**TASK TO CARRY OUT:** Say how many lines in the data hold "rough". Nothing else belongs in the answer.

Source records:
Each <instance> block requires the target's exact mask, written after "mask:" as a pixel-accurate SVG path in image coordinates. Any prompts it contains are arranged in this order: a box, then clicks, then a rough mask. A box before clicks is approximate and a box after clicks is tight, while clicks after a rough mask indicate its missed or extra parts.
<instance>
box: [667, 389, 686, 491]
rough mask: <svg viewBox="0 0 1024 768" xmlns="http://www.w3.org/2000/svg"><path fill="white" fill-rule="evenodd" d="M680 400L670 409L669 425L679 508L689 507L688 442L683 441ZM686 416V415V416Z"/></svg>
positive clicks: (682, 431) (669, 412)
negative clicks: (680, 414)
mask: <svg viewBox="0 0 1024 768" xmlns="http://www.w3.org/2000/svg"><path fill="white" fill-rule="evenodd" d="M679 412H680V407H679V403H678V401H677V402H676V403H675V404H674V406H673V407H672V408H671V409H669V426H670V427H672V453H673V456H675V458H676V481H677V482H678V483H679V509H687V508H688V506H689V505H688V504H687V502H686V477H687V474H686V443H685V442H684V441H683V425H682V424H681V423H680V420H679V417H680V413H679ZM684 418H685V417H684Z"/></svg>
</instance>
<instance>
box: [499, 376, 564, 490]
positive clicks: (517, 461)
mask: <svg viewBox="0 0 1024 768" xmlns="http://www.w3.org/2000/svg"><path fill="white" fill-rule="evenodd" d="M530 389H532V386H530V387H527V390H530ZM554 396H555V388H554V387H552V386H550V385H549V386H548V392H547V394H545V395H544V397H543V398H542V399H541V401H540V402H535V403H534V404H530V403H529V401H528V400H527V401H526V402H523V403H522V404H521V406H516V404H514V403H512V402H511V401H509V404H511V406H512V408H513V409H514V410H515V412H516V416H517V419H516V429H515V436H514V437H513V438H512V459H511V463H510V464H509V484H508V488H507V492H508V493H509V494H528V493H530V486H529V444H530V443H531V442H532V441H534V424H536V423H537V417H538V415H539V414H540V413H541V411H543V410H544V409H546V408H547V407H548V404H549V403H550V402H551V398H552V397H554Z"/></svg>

**RESPONSE AREA:** 2